In the lines below, find the one that contains "Exercise. Point out the wall" and write it out exactly, along with every line that follows it.
....
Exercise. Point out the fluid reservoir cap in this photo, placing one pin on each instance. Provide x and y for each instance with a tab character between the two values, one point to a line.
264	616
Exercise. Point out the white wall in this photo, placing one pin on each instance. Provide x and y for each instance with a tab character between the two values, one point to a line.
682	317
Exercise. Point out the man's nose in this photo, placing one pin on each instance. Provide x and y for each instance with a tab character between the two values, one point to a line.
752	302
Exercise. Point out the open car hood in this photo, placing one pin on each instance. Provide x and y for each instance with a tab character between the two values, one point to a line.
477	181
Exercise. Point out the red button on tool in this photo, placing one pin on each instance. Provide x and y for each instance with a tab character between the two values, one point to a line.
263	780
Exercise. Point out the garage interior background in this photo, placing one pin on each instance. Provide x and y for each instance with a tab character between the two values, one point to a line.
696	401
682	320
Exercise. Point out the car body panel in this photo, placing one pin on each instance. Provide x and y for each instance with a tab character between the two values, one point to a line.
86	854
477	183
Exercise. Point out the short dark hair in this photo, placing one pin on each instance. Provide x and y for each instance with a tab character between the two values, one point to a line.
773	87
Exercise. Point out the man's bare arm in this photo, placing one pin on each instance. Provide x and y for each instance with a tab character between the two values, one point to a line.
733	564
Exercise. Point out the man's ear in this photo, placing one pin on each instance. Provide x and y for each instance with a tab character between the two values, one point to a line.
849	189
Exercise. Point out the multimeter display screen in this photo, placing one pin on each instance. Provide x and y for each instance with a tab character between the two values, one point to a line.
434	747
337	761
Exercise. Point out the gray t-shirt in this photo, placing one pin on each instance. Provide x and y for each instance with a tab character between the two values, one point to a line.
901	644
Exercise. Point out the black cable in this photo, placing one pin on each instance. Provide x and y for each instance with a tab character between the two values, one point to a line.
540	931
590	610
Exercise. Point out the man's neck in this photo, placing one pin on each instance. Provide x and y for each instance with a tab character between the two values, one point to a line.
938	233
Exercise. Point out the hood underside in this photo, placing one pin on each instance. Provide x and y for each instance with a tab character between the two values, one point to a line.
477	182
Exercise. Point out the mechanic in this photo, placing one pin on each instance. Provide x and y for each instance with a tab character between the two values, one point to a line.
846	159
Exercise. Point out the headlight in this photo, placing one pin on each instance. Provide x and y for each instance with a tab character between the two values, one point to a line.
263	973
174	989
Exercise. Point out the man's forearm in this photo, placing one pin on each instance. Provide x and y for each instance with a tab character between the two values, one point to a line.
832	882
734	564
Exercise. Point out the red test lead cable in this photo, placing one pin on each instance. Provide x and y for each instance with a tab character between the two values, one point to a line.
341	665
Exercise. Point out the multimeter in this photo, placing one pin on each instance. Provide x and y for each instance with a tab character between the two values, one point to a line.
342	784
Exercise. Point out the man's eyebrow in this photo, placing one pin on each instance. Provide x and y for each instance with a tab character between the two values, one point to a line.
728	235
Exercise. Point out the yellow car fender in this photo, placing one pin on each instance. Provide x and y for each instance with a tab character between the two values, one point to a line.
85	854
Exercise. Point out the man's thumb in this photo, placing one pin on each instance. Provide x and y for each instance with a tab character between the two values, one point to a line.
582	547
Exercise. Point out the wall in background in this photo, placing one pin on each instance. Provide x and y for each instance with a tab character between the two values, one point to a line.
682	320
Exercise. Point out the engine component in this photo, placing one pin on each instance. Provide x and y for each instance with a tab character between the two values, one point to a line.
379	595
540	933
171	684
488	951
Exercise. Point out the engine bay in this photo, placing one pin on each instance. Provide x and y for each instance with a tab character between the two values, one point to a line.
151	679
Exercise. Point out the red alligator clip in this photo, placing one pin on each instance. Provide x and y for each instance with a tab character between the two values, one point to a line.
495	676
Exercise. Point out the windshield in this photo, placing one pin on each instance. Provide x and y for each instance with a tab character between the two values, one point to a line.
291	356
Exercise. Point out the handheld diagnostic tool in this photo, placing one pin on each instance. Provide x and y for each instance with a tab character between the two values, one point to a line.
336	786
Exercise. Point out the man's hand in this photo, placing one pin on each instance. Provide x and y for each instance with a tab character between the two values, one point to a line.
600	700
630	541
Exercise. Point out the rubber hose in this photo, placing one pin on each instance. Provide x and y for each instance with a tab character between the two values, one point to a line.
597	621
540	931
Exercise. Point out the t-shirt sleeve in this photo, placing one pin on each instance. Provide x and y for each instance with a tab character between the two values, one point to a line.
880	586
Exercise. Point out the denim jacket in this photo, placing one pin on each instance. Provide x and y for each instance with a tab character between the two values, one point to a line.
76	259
....
== Response to this task ==
Exercise. Point out the wall in background in this photo, placing one pin on each instance. Provide x and y for each instance with a tab character between the two values, one point to a line.
682	320
Exercise. Point out the engine component in this photo, placing one pin on each instance. Provide x and y for each instance with a tab character between the two values, one point to a line.
379	595
540	933
171	684
488	951
Exercise. Point out the engine bay in this photo, placing one pin on each instance. Provide x and y for each instance with a tab character between the two values, one point to a line.
151	679
Exercise. Point out the red alligator clip in this photo, placing one pin on each instance. Provide x and y for each instance with a tab character between the two values, one point to a line.
495	676
Exercise. Point out the windshield in this photo, placing one pin on each instance. Provide x and y for each instance with a tab character between the two values, one point to a line.
291	356
Exercise. Point out the handheld diagnostic tool in this photo, placing one pin on each instance. Provide x and y for each instance with a tab character between the two values, one point to a line.
336	786
Exercise. Point out the man's hand in this photo, placing one pin on each instance. Provide x and y for each instance with a tab character between the two values, one point to a line.
600	700
630	541
Exercise. Point out the rubber hose in this photo, placing one pin on each instance. Provide x and y for each instance with a tab character between the two values, one point to a line.
597	621
540	931
Exercise. Point out the t-shirt sleeve in this photo, placing one pin on each instance. Provide x and y for each instance with a tab character between the two values, one point to a line.
880	586
Exercise. Point out the denim jacket in this photo, placing one pin on each instance. Provide x and y for each instance with a tab character between the two values, one point to a line.
76	259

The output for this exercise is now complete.